▶ [TRAVAIL À FAIRE]:
[1] Répondez aux questions suivantes à partir du texte sur l'amiante à Saint-Gobain Thourotte.
(a) Devant quelle juridiction s'est tenue l'ultime audience du lundi 13 octobre ?
(b) Combien de dossiers étaient à défendre lors de cette audience ?
(c) Combien de salarié·es ont déjà obtenu la reconnaissance de leur préjudice d'anxiété ?
[2] Extrayez du texte sur l'amiante à Saint-Gobain Thourotte tout le passage allant de « Depuis 2019, cette » jusqu'à « une substance mortelle. ».

▶ [TEXTE D'ÉTUDE]:

Après des mois d’attente et des années de lutte, les salarié·es et anciens salarié·es de Saint-Gobain Thourotte vivent une nouvelle étape décisive de leur long combat judiciaire. Ce lundi 13 octobre, à 14 heures, votre fédération et ses représentants étaient à leur coté au conseil de prud’hommes de Compiègne, où s’est tenue l’ultime audience concernant la reconnaissance du préjudice d’anxiété lié à l’amiante. Ils sont 80 à avoir faits le déplacement pour venir soutenir les 186 dossiers à défendre, salarié·es, ancien·nes, intérimaires ou sous-traitant·es, tous ceux et celles qui ont travaillé entre 1962 et 1994 dans les ateliers de l’usine, respirant sans le savoir un poison silencieux. À leurs côtés, Maître Élisabeth Leroux, qui défend depuis des années les membres du Collectif amiante de Chantereine, a rappelé ce que ces hommes et ces femmes réclament : la simple reconnaissance d’un droit, celui de ne pas avoir été sacrifiés sur l’autel du profit.
Depuis 2019, cette bataille a été menée avec une ténacité exemplaire contre Saint Gobain et l’état Francais. Déjà, 144 salarié·es ont obtenu la reconnaissance de leur préjudice d’anxiété, ce dispositif qui indemnise la souffrance morale liée à la peur permanente de tomber malade. Les éventuelles indemnisations ne compenseront pas évidemment les nuits sans sommeil ou les angoisses qui rongent les uns et les autres depuis des années celles et ceux qui ont respiré l’amiante dans les fours, les tuyauteries, les joints ou les toiles industrielles. Mais elles marquent une victoire arrachée de haute lutte face à une direction qui, trop longtemps, a nié l’évidence : ses salarié·es ont été exposé·es, sans protection suffisante, à une substance mortelle.

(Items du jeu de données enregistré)
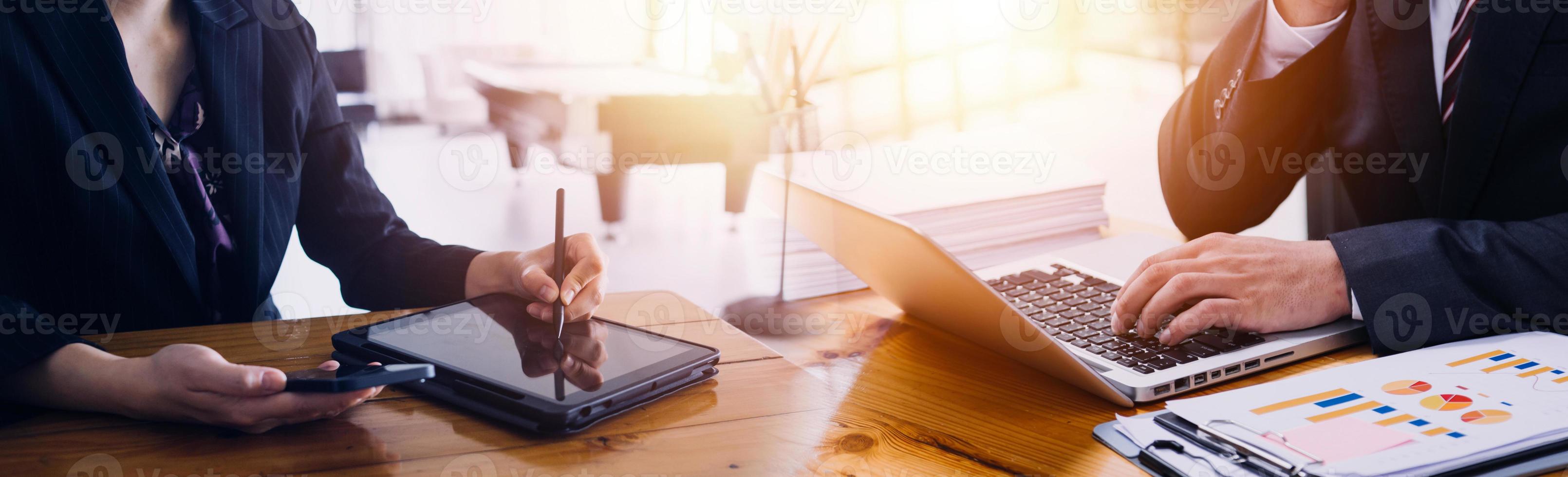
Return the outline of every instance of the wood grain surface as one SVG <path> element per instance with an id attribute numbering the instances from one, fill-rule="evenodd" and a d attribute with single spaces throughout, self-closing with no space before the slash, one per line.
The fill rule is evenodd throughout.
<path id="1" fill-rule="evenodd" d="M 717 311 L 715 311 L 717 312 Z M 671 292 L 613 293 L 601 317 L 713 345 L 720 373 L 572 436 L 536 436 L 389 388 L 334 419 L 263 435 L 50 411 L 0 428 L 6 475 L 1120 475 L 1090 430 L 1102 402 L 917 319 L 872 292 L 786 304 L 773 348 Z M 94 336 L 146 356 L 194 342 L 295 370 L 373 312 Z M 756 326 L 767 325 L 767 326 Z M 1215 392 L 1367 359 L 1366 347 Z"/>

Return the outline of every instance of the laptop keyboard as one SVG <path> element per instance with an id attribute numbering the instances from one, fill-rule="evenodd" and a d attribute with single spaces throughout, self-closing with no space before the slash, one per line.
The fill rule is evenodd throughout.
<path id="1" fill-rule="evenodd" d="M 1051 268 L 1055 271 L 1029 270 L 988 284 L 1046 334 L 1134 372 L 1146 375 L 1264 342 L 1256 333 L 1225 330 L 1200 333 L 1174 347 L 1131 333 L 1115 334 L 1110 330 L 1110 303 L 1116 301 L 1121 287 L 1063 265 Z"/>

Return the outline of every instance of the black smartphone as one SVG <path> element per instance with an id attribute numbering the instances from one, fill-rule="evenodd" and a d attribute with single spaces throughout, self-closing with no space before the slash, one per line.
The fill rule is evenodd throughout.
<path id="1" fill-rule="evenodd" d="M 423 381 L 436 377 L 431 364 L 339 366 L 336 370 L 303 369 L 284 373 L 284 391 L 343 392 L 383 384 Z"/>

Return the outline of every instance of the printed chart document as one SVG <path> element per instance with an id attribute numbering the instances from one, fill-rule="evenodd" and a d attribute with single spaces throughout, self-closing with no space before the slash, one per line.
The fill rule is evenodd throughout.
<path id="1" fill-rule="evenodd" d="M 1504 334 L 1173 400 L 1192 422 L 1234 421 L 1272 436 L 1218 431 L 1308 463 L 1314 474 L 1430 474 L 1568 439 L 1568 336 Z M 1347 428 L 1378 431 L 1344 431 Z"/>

▶ [CORRIGÉ]:
[1]
(a) Au conseil de prud'hommes de Compiègne.
(b) 186 dossiers.
(c) 144 salarié·es.

[2]
Depuis 2019, cette bataille a été menée avec une ténacité exemplaire contre Saint Gobain et l’état Francais. Déjà, 144 salarié·es ont obtenu la reconnaissance de leur préjudice d’anxiété, ce dispositif qui indemnise la souffrance morale liée à la peur permanente de tomber malade. Les éventuelles indemnisations ne compenseront pas évidemment les nuits sans sommeil ou les angoisses qui rongent les uns et les autres depuis des années celles et ceux qui ont respiré l’amiante dans les fours, les tuyauteries, les joints ou les toiles industrielles. Mais elles marquent une victoire arrachée de haute lutte face à une direction qui, trop longtemps, a nié l’évidence : ses salarié·es ont été exposé·es, sans protection suffisante, à une substance mortelle.